Lines from the one containing "point: black clipboard" through the end of the entries below: set them down exactly, both ends included, with nothing added.

*** Opening of Task inputs ***

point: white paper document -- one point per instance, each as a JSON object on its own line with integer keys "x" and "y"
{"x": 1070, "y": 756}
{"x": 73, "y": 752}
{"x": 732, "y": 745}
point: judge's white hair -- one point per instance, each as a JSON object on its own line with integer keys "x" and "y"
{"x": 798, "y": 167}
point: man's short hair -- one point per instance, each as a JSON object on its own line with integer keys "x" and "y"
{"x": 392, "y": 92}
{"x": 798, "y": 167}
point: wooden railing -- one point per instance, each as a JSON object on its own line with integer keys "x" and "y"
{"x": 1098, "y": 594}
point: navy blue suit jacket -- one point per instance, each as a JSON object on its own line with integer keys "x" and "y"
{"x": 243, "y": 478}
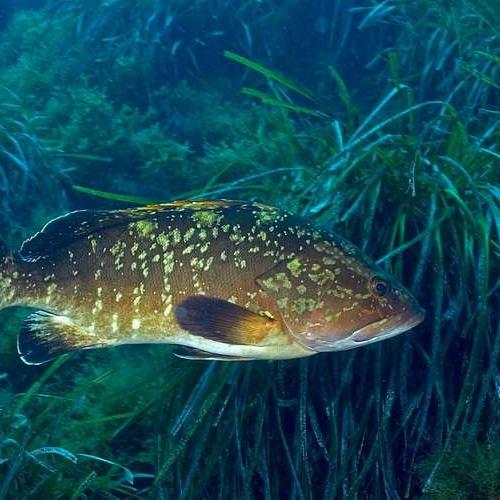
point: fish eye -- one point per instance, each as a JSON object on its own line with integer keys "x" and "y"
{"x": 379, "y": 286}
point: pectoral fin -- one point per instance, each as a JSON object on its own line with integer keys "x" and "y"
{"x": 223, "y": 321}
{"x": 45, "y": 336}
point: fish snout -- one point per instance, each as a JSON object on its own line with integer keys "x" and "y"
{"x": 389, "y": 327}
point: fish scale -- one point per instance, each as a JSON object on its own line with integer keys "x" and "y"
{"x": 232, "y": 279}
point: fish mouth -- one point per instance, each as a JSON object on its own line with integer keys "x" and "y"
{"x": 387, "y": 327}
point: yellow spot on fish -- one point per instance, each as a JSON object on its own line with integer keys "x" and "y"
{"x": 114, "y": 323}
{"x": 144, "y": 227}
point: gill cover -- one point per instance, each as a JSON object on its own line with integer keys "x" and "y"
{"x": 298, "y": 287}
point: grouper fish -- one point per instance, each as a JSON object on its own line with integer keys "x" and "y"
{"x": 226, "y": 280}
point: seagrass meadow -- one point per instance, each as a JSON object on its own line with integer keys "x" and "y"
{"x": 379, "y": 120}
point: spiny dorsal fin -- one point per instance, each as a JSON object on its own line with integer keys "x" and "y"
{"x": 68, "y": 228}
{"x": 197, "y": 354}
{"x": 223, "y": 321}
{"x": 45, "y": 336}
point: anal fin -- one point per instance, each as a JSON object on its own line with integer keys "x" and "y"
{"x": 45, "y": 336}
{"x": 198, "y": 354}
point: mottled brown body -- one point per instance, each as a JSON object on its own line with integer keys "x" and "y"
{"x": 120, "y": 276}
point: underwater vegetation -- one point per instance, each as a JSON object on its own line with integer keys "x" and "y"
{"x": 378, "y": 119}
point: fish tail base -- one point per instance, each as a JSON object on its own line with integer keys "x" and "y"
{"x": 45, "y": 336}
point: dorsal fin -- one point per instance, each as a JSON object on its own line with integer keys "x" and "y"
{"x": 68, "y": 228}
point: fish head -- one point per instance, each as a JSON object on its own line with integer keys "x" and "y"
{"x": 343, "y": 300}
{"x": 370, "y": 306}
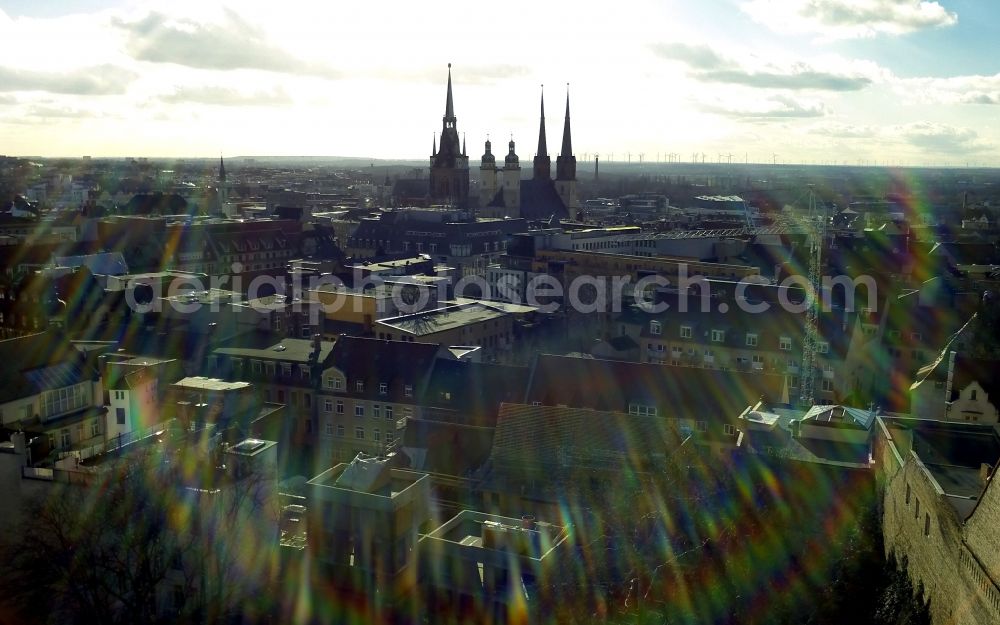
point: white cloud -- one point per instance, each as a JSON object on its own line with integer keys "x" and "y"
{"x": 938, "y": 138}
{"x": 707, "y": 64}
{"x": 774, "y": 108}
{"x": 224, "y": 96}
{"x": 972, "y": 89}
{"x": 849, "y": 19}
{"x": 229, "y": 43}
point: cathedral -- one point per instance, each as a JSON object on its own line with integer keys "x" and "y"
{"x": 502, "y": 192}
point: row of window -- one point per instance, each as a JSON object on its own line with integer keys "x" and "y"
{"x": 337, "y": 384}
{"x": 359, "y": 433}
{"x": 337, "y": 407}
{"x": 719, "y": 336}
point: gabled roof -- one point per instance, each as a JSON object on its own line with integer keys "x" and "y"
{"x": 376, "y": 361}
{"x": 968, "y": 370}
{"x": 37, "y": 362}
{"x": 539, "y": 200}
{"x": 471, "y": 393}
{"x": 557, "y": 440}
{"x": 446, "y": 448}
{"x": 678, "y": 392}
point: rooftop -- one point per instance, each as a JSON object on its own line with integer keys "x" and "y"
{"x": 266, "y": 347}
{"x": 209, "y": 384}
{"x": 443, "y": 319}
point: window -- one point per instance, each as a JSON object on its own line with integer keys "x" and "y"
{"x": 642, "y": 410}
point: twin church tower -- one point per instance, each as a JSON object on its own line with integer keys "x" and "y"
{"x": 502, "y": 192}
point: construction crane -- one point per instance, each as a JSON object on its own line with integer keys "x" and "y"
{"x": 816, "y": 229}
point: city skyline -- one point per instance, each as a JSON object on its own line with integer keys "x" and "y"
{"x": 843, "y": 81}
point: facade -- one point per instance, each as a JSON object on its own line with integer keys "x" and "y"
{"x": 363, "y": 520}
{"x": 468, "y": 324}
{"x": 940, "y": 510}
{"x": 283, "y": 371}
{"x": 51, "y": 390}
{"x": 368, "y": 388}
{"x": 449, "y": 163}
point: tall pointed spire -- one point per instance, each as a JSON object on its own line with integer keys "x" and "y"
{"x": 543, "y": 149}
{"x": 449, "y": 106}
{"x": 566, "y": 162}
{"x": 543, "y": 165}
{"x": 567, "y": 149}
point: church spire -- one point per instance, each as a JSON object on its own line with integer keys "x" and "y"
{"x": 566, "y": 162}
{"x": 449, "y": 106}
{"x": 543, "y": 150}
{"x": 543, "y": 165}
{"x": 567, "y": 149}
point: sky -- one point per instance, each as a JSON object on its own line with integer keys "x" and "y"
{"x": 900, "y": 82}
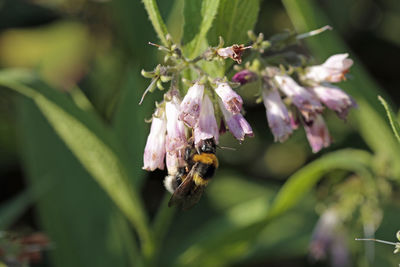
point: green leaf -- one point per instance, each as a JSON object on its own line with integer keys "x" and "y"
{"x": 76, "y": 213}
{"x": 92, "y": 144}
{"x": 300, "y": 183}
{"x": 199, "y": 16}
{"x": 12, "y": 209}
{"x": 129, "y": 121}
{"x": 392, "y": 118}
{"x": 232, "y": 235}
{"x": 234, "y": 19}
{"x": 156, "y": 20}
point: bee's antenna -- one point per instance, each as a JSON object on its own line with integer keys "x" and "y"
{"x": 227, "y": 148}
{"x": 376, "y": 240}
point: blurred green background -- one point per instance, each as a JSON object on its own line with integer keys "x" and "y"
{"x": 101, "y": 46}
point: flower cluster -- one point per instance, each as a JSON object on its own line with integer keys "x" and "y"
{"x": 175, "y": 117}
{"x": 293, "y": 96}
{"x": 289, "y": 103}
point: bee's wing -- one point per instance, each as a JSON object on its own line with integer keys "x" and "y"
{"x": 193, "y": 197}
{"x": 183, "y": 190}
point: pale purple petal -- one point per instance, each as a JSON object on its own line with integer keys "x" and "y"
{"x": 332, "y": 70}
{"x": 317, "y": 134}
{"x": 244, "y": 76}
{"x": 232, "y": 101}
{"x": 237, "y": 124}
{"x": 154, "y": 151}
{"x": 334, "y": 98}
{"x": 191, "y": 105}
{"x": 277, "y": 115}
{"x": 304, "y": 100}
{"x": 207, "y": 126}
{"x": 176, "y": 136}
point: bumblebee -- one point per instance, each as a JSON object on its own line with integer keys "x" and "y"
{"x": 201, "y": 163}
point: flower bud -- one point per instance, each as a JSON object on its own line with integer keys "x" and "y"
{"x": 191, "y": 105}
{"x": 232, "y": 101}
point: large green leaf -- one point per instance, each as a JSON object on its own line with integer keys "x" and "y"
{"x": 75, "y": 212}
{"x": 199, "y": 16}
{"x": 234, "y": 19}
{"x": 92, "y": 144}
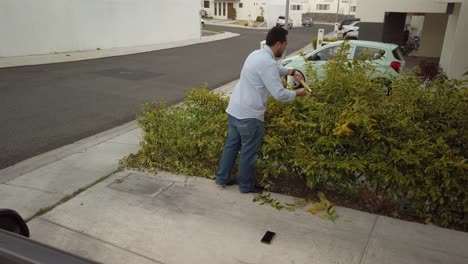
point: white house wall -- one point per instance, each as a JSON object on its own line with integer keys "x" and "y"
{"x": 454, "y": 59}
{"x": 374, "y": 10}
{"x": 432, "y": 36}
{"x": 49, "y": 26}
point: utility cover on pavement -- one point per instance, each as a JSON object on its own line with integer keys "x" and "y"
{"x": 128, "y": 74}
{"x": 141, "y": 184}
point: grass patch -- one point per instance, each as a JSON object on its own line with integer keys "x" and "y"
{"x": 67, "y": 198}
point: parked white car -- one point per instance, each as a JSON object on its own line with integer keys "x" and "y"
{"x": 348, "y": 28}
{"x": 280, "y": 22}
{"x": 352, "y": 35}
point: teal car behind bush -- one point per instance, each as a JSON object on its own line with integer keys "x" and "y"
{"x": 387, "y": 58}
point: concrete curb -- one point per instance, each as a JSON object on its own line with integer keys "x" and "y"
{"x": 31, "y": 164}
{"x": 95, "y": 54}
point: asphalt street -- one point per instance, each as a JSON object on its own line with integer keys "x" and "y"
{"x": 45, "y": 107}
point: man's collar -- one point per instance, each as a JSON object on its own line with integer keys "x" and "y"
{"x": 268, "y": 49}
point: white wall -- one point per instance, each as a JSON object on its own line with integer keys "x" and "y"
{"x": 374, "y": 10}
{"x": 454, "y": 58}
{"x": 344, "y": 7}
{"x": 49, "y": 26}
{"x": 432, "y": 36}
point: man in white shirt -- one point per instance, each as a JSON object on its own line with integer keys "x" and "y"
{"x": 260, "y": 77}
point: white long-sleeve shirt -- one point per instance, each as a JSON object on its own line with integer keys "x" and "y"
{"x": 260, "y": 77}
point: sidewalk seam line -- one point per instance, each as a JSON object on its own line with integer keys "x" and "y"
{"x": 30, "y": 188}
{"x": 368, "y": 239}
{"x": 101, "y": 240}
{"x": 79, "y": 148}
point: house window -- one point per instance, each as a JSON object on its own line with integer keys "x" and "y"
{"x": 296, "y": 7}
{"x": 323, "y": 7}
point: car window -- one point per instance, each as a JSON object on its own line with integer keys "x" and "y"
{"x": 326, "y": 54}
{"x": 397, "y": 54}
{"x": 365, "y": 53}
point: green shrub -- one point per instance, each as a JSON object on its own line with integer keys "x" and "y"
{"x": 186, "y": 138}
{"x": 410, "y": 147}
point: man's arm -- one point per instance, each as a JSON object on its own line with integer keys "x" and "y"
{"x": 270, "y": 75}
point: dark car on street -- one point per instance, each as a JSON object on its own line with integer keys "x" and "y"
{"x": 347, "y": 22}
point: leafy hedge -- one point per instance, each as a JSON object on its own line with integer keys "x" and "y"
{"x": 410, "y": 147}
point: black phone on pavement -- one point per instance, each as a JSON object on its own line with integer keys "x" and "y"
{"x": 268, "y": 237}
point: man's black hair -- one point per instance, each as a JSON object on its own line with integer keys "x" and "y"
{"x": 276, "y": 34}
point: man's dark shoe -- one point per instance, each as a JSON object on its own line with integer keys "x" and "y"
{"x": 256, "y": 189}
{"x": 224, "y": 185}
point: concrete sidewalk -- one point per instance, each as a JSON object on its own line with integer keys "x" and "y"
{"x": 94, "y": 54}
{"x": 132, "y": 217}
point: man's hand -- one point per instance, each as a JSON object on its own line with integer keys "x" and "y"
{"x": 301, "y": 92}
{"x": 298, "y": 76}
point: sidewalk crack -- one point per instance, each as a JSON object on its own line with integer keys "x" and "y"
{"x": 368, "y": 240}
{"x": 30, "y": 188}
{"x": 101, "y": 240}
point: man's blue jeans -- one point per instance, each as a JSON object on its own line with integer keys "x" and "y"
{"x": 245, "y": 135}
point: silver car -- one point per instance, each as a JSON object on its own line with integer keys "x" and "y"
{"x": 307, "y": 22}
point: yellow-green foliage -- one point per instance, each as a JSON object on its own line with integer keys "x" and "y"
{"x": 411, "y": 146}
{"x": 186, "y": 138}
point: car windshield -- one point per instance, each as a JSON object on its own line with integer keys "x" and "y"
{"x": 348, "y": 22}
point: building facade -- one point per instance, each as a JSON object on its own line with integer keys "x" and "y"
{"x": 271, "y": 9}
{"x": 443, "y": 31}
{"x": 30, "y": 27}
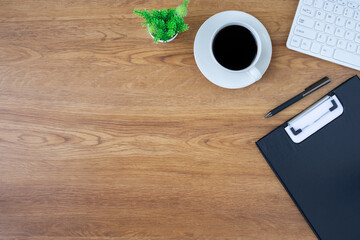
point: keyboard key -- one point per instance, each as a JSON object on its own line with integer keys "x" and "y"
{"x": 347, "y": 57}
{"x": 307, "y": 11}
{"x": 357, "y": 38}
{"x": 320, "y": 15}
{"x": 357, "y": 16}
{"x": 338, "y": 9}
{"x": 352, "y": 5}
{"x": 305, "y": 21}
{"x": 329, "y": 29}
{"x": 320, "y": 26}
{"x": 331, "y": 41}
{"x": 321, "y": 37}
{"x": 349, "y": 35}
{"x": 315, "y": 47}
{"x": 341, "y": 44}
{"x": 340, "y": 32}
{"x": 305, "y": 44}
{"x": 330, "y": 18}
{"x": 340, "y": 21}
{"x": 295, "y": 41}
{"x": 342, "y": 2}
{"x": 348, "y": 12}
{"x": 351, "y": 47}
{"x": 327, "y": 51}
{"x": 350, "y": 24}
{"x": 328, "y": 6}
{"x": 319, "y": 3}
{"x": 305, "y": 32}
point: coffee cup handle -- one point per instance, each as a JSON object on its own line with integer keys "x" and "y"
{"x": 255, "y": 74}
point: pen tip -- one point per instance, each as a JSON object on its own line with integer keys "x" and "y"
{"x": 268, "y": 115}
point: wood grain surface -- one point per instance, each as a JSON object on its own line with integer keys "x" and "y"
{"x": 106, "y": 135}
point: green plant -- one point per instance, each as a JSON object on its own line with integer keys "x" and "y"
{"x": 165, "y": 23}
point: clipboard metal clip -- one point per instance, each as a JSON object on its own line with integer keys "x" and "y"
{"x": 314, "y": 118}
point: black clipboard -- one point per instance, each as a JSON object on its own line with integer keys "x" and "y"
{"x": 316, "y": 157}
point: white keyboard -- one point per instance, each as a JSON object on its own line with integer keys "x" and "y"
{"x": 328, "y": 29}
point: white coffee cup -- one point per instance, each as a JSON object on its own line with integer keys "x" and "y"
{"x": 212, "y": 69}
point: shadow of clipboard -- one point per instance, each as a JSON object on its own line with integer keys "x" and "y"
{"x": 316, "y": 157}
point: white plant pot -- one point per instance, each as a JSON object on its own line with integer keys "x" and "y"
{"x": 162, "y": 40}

*** Close of Task inputs ***

▸ **Reply to the task**:
point: black clipboard -- one point per instance, each as a JSON object on its own line with integer keys "x" and "y"
{"x": 316, "y": 157}
point: white keyboard -- one point per instance, each as a JSON object on its own line with integer keys "x" and "y"
{"x": 328, "y": 29}
point: white coffee cup -- one point per instance, each as a JSON object on its own line with integer keys "x" and "y"
{"x": 212, "y": 69}
point: shadow of clipboard -- one point per instance, each as a JSON object on its own line with integer keys "x" and "y"
{"x": 316, "y": 157}
point: white plant pot -- one point per instance, each as a JSON object on its own line with integer keys "x" and "y"
{"x": 162, "y": 40}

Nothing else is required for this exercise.